» **WHAT THE TASK ASKS**
Please show every line in the entries below that includes the word "gramophone".

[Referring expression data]
**********

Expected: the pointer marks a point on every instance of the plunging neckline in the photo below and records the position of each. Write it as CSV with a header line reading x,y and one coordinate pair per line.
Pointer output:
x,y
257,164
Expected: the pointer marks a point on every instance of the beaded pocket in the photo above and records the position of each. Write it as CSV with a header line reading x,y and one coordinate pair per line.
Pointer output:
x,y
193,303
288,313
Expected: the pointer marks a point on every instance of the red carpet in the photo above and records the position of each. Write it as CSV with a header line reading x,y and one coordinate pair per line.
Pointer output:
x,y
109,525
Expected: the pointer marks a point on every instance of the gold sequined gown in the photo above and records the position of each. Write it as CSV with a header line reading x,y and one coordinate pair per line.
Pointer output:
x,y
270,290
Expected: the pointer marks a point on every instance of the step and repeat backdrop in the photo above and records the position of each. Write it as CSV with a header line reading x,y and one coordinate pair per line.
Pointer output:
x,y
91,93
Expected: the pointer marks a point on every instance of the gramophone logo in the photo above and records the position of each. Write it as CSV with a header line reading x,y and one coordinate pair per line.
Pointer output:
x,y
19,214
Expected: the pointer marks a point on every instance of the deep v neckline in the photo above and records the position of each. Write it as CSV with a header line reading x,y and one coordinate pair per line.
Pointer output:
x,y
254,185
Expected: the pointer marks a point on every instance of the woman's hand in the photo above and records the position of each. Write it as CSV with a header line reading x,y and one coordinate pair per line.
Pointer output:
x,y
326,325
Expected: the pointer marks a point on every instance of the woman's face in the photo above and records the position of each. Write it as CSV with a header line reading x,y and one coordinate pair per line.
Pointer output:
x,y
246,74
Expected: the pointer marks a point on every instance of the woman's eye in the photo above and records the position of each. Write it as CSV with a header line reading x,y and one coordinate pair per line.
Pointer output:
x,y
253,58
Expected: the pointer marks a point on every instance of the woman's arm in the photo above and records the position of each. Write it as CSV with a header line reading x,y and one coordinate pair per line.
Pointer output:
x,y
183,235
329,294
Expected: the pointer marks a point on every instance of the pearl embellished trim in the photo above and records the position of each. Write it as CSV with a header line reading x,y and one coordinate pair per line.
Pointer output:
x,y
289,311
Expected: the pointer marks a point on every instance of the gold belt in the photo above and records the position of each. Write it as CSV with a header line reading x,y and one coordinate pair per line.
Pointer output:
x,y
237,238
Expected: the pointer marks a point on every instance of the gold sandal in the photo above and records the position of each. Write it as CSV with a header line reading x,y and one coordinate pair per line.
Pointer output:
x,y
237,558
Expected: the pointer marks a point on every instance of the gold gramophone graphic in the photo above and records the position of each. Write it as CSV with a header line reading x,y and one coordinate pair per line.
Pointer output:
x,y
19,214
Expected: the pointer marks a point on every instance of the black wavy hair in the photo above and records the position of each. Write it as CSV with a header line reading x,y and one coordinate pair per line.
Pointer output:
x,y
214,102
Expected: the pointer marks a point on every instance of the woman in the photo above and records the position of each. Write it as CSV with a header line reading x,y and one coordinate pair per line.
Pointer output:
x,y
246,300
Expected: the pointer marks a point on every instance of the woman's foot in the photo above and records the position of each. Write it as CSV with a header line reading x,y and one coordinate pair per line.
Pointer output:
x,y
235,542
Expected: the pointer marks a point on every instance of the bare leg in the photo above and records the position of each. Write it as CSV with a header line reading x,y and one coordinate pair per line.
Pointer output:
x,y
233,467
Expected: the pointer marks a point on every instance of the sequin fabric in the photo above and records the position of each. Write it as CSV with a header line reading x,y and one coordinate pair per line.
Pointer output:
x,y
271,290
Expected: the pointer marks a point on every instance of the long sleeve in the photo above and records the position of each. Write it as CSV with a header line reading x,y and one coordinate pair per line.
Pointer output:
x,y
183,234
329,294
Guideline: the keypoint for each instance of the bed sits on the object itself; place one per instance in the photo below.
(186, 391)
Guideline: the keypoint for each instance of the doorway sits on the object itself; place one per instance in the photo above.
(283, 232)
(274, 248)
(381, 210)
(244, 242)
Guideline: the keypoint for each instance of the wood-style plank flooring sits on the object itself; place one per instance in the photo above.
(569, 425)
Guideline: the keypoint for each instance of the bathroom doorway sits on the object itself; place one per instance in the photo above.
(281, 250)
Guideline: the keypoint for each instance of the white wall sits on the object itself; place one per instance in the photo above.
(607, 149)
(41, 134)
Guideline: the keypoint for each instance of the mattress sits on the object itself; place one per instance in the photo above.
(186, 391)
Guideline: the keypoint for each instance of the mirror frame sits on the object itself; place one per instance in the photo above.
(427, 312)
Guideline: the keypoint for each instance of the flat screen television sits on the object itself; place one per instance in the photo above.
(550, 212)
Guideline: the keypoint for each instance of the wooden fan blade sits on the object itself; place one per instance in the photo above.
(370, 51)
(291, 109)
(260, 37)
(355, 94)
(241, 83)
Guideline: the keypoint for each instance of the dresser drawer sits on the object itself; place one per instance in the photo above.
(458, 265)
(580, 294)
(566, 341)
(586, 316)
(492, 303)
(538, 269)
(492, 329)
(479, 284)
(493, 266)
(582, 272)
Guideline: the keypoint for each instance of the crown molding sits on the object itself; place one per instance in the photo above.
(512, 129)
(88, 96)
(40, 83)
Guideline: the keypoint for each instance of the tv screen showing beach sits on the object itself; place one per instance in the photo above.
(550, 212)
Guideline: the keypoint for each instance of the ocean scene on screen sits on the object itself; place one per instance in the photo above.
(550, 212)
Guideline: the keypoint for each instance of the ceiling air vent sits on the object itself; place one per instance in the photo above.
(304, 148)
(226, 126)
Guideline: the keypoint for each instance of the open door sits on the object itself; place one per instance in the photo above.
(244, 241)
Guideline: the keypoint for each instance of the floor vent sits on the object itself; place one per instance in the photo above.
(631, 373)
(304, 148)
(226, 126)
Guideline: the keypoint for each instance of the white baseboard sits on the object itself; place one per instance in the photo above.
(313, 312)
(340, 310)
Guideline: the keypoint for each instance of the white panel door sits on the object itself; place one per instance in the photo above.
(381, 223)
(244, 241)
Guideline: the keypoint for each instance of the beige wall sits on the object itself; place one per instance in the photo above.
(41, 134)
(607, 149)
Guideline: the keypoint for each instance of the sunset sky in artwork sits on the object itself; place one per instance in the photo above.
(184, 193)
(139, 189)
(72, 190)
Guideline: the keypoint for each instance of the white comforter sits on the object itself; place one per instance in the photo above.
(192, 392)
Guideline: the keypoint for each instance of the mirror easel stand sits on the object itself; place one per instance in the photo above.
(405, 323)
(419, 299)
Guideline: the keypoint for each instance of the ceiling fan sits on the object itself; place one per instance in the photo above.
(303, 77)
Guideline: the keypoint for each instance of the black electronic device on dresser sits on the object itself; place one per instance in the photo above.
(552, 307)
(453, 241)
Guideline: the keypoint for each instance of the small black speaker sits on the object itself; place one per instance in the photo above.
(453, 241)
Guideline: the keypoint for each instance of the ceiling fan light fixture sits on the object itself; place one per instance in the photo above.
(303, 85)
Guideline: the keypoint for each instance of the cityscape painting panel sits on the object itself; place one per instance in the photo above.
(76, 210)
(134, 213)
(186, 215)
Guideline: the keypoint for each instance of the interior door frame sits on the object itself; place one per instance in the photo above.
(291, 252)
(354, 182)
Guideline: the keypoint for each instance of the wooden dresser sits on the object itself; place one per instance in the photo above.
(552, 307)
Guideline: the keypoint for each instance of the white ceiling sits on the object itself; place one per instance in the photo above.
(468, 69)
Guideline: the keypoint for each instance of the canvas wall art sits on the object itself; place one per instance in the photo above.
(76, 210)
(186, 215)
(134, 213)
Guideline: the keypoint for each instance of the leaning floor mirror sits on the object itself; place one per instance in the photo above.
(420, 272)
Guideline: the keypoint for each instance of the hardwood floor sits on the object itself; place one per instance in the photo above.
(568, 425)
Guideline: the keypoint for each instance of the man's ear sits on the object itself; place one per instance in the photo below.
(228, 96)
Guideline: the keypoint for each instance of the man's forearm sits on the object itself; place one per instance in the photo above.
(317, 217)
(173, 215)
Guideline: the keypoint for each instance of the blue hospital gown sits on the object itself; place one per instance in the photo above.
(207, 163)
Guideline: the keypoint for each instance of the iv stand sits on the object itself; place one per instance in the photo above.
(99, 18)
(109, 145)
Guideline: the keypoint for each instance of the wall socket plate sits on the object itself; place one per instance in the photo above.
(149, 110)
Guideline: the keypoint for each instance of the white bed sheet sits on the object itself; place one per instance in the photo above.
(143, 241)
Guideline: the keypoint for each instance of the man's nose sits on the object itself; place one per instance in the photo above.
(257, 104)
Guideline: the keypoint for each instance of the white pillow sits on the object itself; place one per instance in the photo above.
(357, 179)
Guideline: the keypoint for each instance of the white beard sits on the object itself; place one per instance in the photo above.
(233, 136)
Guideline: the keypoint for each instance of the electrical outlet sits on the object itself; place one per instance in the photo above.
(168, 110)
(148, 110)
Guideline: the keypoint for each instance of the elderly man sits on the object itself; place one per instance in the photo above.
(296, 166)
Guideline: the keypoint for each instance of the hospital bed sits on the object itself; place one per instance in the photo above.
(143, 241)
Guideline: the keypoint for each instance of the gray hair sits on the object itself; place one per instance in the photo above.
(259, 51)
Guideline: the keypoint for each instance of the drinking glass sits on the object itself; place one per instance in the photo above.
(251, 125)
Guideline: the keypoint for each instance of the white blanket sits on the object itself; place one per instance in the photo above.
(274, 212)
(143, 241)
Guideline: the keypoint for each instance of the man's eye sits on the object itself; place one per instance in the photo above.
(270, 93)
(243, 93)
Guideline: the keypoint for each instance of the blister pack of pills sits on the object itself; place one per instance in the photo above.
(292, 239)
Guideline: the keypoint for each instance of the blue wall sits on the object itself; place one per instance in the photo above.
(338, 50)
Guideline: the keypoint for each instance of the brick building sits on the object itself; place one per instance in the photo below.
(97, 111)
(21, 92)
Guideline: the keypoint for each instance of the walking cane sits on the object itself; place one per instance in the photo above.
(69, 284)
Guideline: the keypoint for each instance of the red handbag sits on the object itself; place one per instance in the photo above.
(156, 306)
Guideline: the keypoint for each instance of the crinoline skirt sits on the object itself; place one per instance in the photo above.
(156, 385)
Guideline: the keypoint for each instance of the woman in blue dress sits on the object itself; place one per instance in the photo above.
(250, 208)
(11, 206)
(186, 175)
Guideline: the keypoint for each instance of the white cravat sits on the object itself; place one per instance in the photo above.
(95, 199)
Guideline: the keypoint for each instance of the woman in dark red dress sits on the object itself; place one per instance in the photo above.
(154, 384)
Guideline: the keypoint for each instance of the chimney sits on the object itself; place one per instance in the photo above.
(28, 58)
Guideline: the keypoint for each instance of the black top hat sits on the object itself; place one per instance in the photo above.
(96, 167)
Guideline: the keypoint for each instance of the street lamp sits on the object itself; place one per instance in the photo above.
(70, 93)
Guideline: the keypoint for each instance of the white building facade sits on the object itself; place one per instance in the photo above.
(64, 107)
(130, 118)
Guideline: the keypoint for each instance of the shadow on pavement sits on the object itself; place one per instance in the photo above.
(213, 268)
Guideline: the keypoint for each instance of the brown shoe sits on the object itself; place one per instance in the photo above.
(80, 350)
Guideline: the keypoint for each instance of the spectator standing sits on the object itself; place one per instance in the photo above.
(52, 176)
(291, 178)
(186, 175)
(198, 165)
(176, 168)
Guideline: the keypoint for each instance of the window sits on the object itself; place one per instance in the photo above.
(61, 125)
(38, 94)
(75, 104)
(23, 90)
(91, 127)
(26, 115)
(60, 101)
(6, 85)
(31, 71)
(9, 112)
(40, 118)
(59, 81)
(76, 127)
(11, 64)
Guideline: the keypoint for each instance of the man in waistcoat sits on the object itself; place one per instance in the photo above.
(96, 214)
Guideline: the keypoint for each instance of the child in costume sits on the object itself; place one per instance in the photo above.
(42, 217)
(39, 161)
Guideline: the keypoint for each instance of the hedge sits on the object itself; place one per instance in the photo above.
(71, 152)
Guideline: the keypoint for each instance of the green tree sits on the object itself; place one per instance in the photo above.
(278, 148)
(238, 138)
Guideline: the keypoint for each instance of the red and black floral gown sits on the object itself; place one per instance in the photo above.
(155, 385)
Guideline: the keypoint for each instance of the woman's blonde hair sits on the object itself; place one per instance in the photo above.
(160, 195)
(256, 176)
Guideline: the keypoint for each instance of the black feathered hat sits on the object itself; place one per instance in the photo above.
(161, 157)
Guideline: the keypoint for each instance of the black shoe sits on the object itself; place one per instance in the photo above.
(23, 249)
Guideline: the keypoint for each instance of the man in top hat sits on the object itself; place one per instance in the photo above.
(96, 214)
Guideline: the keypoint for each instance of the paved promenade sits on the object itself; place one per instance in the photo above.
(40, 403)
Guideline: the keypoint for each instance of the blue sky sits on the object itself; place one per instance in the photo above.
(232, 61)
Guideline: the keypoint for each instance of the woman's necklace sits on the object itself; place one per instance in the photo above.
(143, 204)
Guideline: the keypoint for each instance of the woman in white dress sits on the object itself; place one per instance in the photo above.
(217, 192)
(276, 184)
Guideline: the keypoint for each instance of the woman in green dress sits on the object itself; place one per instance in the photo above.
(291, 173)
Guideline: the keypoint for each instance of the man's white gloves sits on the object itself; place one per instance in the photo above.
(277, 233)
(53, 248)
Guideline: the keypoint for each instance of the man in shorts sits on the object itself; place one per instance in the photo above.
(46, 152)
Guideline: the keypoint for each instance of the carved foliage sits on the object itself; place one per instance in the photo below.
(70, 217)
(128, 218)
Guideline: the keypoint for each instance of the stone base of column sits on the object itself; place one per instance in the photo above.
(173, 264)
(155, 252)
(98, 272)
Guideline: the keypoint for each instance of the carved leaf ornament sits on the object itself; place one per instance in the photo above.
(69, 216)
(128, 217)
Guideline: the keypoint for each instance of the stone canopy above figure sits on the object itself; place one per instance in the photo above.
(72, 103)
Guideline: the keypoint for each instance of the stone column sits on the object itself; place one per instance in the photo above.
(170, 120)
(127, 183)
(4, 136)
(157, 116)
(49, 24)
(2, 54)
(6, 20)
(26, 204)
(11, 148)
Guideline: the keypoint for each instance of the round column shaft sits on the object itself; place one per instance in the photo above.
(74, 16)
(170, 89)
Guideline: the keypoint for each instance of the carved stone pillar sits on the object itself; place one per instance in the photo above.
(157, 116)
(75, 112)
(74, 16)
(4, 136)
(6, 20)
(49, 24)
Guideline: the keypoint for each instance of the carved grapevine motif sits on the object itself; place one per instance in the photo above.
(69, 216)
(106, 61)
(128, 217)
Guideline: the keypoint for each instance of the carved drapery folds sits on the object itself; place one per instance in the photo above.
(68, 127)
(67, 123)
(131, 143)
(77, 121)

**********

» **RESULT OF THIS EXERCISE**
Expected: the pointer marks a point on every instance of the gramophone logo in the photo above and records the position of each. Write it as CSV with a header line reading x,y and one coordinate pair per line.
Expected: the pointer marks a point on every instance of the gold gramophone graphic in the photo above and records the position of each. Write it as CSV with a header line reading x,y and one coordinate pair per line.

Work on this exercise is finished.